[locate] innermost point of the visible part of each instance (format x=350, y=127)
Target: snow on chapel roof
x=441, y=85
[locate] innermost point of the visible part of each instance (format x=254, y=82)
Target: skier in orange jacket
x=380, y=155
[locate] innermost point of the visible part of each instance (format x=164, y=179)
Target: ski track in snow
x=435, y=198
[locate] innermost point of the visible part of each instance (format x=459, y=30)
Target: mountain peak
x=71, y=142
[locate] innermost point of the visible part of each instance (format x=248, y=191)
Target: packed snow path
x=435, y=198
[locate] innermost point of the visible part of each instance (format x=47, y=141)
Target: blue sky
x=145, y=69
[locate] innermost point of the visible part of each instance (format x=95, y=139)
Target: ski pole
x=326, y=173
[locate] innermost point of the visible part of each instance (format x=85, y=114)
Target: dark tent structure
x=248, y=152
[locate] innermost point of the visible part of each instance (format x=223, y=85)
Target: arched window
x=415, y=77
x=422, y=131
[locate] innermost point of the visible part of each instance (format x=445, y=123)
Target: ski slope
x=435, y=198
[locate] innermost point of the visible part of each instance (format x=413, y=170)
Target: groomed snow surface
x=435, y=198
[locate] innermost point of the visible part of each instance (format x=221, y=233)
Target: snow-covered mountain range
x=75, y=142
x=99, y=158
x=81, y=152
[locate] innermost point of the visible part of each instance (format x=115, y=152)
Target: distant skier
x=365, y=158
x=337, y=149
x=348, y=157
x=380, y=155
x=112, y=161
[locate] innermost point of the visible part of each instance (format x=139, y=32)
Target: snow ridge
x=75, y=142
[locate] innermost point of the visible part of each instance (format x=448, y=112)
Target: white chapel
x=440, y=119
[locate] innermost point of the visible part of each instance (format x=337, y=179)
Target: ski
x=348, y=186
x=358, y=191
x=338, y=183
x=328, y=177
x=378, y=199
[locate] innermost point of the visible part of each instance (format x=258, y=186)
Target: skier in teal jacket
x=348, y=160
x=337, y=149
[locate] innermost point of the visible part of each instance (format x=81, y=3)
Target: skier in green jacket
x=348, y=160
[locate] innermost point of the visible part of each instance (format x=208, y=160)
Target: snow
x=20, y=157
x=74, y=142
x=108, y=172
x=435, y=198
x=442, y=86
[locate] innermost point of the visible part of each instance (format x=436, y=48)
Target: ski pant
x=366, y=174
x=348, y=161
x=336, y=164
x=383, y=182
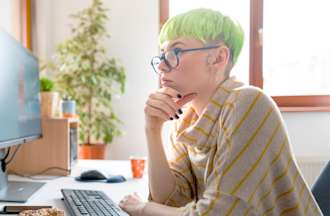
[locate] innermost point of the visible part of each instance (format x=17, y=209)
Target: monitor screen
x=19, y=93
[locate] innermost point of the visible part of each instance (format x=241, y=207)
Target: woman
x=230, y=152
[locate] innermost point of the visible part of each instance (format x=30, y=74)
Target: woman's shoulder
x=246, y=96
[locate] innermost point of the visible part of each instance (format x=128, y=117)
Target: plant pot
x=49, y=101
x=92, y=151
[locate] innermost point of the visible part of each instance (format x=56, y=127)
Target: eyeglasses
x=171, y=58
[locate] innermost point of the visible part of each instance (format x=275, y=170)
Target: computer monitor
x=19, y=110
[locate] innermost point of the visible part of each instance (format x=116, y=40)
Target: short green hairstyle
x=207, y=26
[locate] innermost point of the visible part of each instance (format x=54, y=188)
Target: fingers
x=169, y=92
x=151, y=111
x=187, y=98
x=165, y=104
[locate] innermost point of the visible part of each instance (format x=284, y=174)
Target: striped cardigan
x=236, y=159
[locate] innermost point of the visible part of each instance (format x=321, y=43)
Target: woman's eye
x=177, y=50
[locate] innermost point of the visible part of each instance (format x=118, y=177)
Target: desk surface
x=50, y=193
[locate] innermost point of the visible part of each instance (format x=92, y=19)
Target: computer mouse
x=92, y=175
x=116, y=179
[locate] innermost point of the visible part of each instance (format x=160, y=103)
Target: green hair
x=207, y=26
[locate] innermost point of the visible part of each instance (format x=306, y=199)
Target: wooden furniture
x=56, y=150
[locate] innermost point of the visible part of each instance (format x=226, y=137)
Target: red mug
x=137, y=166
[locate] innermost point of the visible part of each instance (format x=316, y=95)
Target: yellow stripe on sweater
x=249, y=142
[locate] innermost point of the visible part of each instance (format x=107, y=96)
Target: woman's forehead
x=184, y=42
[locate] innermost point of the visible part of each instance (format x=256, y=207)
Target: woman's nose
x=162, y=67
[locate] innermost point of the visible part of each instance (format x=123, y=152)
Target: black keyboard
x=90, y=203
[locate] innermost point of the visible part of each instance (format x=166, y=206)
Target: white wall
x=134, y=29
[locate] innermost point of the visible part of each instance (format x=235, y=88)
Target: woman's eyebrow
x=174, y=44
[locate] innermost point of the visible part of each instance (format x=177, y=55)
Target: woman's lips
x=165, y=82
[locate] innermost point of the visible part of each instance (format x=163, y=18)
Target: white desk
x=50, y=193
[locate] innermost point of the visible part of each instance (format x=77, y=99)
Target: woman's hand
x=132, y=204
x=164, y=105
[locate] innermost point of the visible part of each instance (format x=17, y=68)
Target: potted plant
x=88, y=76
x=48, y=97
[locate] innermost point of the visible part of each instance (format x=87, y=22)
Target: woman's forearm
x=161, y=179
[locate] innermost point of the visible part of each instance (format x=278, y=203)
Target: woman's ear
x=221, y=57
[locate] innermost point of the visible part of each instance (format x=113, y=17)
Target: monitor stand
x=15, y=191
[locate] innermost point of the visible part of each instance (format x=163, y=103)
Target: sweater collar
x=195, y=130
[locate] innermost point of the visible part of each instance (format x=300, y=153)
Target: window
x=15, y=18
x=286, y=50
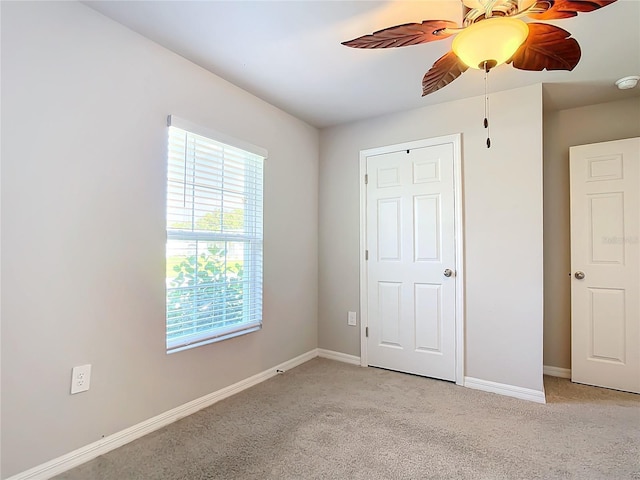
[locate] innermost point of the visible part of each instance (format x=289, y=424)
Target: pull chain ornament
x=487, y=66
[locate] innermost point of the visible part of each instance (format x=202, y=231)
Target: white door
x=605, y=263
x=410, y=238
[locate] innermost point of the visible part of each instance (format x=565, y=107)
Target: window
x=214, y=237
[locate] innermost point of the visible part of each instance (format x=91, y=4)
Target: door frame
x=455, y=140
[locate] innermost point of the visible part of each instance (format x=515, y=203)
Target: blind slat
x=214, y=240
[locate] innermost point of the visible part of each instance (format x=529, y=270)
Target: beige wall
x=562, y=129
x=502, y=228
x=84, y=106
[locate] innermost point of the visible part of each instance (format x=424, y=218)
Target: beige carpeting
x=329, y=420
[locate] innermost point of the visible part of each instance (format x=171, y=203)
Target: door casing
x=455, y=140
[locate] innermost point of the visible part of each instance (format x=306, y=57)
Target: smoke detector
x=627, y=82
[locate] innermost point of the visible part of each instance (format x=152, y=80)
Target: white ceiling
x=289, y=53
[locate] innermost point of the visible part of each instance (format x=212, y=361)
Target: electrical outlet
x=80, y=378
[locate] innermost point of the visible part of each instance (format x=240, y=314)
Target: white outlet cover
x=80, y=379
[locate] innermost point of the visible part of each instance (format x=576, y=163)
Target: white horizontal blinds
x=214, y=240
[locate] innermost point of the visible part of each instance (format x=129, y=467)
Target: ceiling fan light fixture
x=492, y=40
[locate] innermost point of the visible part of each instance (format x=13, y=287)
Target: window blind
x=214, y=239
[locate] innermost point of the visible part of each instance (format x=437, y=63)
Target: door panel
x=605, y=247
x=410, y=229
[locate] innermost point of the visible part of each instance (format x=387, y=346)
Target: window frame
x=252, y=236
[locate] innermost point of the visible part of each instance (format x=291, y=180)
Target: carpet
x=330, y=420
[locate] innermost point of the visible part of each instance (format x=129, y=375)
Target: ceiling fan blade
x=446, y=69
x=547, y=48
x=567, y=8
x=404, y=35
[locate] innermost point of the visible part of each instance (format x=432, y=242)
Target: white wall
x=563, y=129
x=502, y=223
x=84, y=103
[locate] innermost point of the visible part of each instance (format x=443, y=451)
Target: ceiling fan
x=492, y=32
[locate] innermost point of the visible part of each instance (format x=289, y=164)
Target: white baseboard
x=340, y=357
x=93, y=450
x=504, y=389
x=556, y=371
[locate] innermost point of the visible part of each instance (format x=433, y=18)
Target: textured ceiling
x=289, y=53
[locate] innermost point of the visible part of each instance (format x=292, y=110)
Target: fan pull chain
x=486, y=103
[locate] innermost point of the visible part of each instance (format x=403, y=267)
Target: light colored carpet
x=329, y=420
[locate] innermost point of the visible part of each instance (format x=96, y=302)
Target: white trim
x=556, y=371
x=456, y=141
x=181, y=123
x=504, y=389
x=105, y=445
x=338, y=356
x=364, y=272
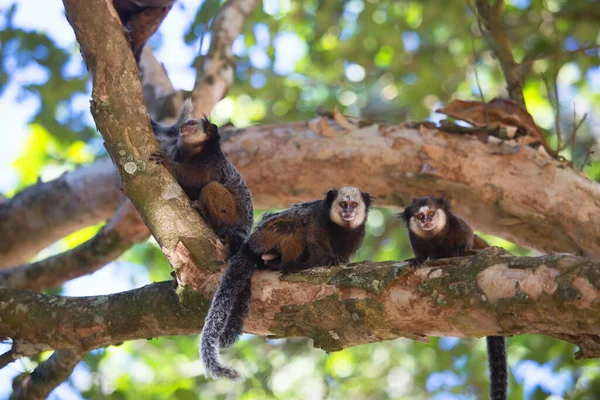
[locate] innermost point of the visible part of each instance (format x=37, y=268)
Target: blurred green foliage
x=386, y=60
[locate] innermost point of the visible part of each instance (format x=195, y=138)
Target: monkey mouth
x=348, y=216
x=189, y=127
x=428, y=226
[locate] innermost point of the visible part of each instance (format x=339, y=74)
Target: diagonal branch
x=120, y=115
x=495, y=35
x=217, y=71
x=490, y=293
x=396, y=163
x=120, y=233
x=46, y=377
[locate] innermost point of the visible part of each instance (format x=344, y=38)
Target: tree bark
x=120, y=114
x=522, y=196
x=121, y=232
x=490, y=293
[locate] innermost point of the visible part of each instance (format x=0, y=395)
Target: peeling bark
x=46, y=212
x=120, y=233
x=490, y=293
x=522, y=196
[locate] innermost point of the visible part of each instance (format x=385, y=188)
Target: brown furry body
x=215, y=187
x=320, y=232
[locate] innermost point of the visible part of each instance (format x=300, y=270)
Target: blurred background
x=383, y=60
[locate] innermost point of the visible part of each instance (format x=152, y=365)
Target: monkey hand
x=271, y=260
x=195, y=204
x=160, y=158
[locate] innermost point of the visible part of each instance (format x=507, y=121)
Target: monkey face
x=191, y=132
x=428, y=221
x=348, y=209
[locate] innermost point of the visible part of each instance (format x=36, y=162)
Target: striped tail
x=496, y=346
x=233, y=289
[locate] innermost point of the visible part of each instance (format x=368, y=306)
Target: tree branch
x=490, y=293
x=530, y=59
x=120, y=115
x=120, y=233
x=216, y=73
x=44, y=213
x=495, y=35
x=505, y=195
x=46, y=377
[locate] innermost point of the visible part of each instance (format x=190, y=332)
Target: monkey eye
x=190, y=122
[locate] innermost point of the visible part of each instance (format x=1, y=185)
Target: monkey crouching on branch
x=320, y=232
x=215, y=187
x=435, y=232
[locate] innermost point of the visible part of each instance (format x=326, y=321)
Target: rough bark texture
x=120, y=233
x=522, y=196
x=44, y=213
x=120, y=115
x=47, y=376
x=490, y=293
x=216, y=72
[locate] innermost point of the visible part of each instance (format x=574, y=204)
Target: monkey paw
x=159, y=157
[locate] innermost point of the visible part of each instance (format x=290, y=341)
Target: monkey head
x=194, y=134
x=427, y=216
x=348, y=206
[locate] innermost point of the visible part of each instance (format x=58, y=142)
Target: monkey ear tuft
x=330, y=197
x=209, y=128
x=443, y=202
x=368, y=199
x=185, y=112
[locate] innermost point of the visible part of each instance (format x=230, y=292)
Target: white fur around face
x=198, y=136
x=360, y=212
x=438, y=223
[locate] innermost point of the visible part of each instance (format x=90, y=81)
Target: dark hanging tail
x=498, y=369
x=233, y=291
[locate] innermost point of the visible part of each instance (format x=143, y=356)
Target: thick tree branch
x=158, y=90
x=217, y=69
x=44, y=213
x=120, y=115
x=46, y=377
x=522, y=196
x=490, y=293
x=121, y=232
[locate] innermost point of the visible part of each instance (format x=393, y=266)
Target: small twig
x=553, y=97
x=6, y=358
x=588, y=154
x=121, y=232
x=555, y=83
x=47, y=376
x=499, y=42
x=576, y=126
x=475, y=61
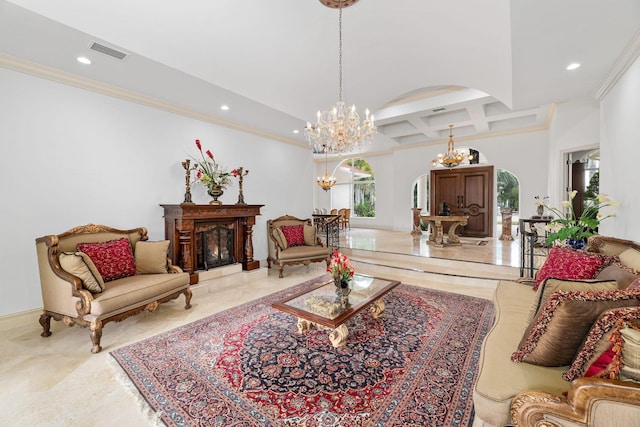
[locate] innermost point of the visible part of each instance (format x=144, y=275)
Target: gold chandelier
x=339, y=130
x=326, y=182
x=452, y=157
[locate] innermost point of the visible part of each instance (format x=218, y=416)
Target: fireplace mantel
x=180, y=222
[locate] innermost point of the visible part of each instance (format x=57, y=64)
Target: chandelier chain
x=340, y=54
x=339, y=130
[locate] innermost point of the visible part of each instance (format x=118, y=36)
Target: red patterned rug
x=248, y=366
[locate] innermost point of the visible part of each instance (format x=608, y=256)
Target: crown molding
x=38, y=70
x=628, y=56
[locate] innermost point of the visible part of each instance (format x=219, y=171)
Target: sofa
x=94, y=274
x=293, y=241
x=543, y=362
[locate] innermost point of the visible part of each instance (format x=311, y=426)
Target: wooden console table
x=181, y=221
x=435, y=229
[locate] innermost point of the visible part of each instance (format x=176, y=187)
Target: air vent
x=108, y=51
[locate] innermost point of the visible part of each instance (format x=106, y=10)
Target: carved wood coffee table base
x=318, y=305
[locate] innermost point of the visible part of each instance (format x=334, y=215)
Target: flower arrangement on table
x=567, y=229
x=209, y=172
x=341, y=268
x=541, y=202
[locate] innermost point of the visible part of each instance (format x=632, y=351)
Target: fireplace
x=215, y=248
x=185, y=223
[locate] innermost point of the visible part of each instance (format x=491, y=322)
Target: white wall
x=524, y=155
x=575, y=127
x=619, y=153
x=73, y=157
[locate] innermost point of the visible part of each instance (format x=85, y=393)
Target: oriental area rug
x=249, y=366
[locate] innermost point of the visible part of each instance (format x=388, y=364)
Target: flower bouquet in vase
x=342, y=271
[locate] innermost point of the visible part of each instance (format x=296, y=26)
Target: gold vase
x=215, y=191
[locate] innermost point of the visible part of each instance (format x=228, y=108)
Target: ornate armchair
x=589, y=402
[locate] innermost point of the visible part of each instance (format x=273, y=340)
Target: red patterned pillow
x=601, y=363
x=555, y=336
x=113, y=259
x=294, y=234
x=566, y=263
x=597, y=341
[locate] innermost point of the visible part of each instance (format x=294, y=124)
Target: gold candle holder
x=187, y=180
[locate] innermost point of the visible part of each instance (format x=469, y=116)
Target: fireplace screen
x=217, y=247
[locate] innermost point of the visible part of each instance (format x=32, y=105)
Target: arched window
x=355, y=188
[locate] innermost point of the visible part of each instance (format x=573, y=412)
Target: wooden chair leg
x=45, y=321
x=96, y=335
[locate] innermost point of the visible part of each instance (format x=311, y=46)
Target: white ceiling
x=488, y=67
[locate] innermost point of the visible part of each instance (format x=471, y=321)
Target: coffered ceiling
x=490, y=67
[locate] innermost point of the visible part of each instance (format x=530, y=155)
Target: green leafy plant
x=566, y=226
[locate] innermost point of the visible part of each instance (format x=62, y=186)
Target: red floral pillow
x=566, y=263
x=113, y=259
x=294, y=234
x=597, y=341
x=556, y=335
x=601, y=363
•••••
What this task involves
Look above for the line containing "(format x=387, y=346)" and the line containing "(format x=129, y=375)". Transcribe both, with the lines between them, exactly.

Result of the task
[locate] innermost point of the visible part of each instance (format x=387, y=346)
Target: window frame
x=252, y=236
[locate] innermost point of the visible part of each instance (format x=291, y=180)
Target: carpet
x=330, y=420
[locate] innermost point of the visible part of each instance (format x=129, y=375)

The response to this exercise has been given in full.